GOAL: Give back only the lines from the one with "Practice step: put one dot on the large" through the last line of the data, exactly as they appear.

GIVEN DATA:
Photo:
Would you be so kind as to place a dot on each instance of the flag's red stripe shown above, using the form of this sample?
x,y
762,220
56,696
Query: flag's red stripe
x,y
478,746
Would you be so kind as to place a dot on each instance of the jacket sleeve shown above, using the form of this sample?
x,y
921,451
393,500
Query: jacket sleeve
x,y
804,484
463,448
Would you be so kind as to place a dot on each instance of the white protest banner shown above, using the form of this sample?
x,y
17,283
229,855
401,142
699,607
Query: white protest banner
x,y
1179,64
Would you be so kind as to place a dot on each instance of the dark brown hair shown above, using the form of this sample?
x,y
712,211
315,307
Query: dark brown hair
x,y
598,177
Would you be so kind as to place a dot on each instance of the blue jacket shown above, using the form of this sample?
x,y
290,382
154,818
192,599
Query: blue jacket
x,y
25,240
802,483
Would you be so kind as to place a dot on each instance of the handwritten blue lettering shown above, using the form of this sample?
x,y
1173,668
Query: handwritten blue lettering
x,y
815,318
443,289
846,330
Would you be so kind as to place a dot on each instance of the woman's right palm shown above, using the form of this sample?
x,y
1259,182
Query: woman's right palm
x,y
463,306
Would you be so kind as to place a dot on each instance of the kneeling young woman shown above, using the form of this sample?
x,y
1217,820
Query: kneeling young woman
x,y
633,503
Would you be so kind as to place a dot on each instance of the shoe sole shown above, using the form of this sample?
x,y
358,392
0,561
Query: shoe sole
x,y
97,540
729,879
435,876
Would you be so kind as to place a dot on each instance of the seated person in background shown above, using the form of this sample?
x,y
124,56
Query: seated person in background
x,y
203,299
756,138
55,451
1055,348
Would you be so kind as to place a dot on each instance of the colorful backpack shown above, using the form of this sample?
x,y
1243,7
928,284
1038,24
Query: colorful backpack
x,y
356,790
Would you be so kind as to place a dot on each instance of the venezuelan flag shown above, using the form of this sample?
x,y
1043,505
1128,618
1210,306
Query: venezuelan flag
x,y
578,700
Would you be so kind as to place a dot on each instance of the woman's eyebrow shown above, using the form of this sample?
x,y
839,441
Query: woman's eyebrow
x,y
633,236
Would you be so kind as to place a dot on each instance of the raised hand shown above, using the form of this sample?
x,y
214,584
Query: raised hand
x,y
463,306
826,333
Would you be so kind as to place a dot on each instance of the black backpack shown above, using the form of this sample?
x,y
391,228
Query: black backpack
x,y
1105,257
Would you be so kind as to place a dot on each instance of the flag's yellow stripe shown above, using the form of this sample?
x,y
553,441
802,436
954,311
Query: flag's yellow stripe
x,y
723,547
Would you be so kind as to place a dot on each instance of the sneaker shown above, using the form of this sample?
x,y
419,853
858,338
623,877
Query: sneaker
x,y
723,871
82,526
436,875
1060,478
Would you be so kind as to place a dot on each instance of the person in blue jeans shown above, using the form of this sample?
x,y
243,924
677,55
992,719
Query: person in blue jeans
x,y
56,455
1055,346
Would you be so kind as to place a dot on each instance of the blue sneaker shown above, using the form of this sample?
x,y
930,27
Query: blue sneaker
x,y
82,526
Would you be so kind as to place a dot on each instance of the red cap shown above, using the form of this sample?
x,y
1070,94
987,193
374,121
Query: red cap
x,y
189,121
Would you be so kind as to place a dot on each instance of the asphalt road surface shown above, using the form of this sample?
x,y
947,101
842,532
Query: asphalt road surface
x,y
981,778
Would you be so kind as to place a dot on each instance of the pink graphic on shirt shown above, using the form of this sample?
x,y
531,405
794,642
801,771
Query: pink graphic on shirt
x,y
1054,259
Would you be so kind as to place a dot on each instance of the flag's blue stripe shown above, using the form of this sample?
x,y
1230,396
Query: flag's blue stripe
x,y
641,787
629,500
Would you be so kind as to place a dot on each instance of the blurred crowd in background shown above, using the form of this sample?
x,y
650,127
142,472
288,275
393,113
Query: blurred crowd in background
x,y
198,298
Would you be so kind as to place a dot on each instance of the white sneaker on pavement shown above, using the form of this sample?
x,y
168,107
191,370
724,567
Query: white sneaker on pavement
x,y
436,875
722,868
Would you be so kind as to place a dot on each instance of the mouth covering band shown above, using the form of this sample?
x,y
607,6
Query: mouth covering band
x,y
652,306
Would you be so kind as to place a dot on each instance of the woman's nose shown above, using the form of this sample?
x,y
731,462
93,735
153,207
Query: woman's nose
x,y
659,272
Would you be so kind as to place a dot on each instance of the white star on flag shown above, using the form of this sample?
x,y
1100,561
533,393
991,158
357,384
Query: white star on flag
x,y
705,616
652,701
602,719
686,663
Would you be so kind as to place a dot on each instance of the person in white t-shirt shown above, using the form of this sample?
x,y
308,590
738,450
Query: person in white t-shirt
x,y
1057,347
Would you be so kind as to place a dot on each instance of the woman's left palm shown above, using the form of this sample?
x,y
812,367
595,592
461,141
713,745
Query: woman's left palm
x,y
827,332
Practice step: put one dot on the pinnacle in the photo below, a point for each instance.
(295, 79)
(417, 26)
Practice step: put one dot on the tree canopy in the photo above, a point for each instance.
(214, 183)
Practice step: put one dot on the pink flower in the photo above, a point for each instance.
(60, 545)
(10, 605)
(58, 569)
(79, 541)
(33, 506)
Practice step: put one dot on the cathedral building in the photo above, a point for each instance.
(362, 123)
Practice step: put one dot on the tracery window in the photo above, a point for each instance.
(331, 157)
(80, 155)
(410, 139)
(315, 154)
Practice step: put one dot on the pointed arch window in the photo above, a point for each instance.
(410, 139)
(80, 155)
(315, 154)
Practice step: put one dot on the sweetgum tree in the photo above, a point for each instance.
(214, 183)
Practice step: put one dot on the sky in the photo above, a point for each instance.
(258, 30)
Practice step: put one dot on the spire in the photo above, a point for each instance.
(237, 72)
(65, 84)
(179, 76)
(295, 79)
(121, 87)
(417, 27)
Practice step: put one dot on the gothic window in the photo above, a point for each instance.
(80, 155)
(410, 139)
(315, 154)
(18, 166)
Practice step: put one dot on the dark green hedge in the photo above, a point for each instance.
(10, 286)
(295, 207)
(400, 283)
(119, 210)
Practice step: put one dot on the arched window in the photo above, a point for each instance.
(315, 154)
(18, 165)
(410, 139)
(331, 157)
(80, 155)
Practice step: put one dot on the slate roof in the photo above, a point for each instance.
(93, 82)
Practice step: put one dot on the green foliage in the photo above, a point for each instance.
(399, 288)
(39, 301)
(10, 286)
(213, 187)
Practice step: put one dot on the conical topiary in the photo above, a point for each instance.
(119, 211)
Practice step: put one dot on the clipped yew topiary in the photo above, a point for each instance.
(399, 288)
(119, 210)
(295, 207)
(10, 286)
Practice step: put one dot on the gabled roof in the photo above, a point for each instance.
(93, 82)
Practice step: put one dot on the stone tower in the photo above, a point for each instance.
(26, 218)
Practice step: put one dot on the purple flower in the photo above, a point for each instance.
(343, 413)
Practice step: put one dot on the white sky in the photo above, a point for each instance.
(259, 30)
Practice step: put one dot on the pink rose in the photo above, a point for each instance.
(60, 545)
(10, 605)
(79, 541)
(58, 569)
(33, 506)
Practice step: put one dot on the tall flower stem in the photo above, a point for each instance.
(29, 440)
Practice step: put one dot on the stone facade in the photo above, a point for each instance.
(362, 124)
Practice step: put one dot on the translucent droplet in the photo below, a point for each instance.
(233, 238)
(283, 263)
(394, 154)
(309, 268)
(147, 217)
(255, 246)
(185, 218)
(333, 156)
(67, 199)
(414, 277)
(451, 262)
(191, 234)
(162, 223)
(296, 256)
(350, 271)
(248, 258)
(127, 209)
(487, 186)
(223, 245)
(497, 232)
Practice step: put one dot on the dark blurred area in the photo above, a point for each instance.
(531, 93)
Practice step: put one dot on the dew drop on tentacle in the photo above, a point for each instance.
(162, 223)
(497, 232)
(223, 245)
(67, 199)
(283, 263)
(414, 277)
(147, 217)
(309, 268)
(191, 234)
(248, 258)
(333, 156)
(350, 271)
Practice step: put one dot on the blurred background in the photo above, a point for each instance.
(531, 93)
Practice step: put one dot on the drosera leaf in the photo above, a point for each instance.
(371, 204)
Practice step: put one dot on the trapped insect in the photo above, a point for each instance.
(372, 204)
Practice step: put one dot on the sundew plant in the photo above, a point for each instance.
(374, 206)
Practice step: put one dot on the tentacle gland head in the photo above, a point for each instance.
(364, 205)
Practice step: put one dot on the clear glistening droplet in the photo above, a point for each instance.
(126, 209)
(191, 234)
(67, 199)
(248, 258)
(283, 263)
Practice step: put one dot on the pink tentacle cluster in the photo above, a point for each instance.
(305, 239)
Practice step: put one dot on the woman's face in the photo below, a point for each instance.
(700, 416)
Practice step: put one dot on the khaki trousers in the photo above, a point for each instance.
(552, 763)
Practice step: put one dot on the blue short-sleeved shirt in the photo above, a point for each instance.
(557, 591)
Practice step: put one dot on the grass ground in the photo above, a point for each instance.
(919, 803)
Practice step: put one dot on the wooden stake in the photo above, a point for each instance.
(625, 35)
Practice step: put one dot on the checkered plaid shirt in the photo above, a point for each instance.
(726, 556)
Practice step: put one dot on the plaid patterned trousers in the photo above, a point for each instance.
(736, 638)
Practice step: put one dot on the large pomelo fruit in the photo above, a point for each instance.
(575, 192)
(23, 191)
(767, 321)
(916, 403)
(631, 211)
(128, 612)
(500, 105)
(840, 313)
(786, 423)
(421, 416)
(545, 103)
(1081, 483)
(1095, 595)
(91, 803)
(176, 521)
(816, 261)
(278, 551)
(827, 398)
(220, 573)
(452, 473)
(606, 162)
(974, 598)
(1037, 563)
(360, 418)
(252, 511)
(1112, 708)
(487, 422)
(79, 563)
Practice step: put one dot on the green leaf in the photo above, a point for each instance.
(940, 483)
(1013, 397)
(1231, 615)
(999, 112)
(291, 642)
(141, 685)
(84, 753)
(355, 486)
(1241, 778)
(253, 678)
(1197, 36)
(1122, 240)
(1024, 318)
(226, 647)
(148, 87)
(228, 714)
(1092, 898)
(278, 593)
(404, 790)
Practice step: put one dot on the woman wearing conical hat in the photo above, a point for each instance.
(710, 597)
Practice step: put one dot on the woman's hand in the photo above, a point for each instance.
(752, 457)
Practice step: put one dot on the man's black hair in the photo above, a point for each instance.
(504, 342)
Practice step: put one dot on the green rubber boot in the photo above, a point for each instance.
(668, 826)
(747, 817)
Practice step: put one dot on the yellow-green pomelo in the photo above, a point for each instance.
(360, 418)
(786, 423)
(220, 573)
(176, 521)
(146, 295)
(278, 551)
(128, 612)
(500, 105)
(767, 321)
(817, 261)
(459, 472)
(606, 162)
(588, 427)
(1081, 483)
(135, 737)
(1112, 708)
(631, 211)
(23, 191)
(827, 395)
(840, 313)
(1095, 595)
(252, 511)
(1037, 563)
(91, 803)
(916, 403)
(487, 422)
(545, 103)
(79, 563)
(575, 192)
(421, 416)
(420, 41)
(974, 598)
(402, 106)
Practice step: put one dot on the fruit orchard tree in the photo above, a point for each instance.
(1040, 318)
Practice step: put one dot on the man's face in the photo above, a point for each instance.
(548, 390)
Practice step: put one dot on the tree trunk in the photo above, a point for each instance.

RESPONSE TO THIS TASK:
Practice step: put one dot on the large pomelo fruit in the photo above, a point for each instance.
(575, 192)
(23, 191)
(767, 321)
(916, 403)
(631, 211)
(128, 612)
(500, 105)
(840, 313)
(786, 423)
(421, 416)
(545, 103)
(1081, 483)
(1095, 595)
(91, 803)
(176, 521)
(816, 261)
(278, 551)
(827, 398)
(220, 573)
(452, 473)
(606, 162)
(974, 598)
(1037, 563)
(360, 418)
(252, 511)
(1112, 708)
(487, 422)
(79, 563)
Practice step: put one dot on the green leaf in the photo above, a point for each instance.
(940, 483)
(1013, 397)
(1231, 615)
(999, 112)
(291, 642)
(141, 685)
(84, 753)
(355, 486)
(1241, 778)
(253, 678)
(1197, 36)
(1122, 240)
(1024, 318)
(226, 647)
(148, 87)
(228, 714)
(1092, 898)
(278, 593)
(404, 790)
Practice step: put one dot on the woman wearing conical hat in the photo above, a point for each instance.
(710, 597)
Practice step: put one dot on the woman's hand in the photo above, a point for each instance.
(752, 457)
Practice step: put one dot on the man's black hair in the photo above, a point for each instance.
(504, 342)
Practice step: put one dot on the green rubber boot in the photo above, a point for each instance.
(668, 826)
(747, 817)
Practice step: put one dot on the yellow-green pomelo in the photo above, a point for each instance.
(360, 418)
(786, 423)
(220, 573)
(176, 521)
(146, 295)
(278, 551)
(128, 612)
(500, 105)
(767, 321)
(817, 261)
(459, 472)
(606, 162)
(588, 427)
(1081, 483)
(135, 737)
(1112, 708)
(631, 211)
(23, 191)
(827, 395)
(840, 313)
(1095, 595)
(252, 511)
(1037, 563)
(91, 803)
(916, 403)
(487, 422)
(545, 103)
(79, 563)
(575, 192)
(421, 416)
(420, 41)
(974, 598)
(402, 106)
Practice step: put one dot on the fruit orchard tree in the photo above, a point for each instance.
(1040, 318)
Practice step: put one dot on the man's face in the photo above, a point for each instance.
(548, 390)
Practice step: put one dot on the tree trunk in the photo above, a point for each instance.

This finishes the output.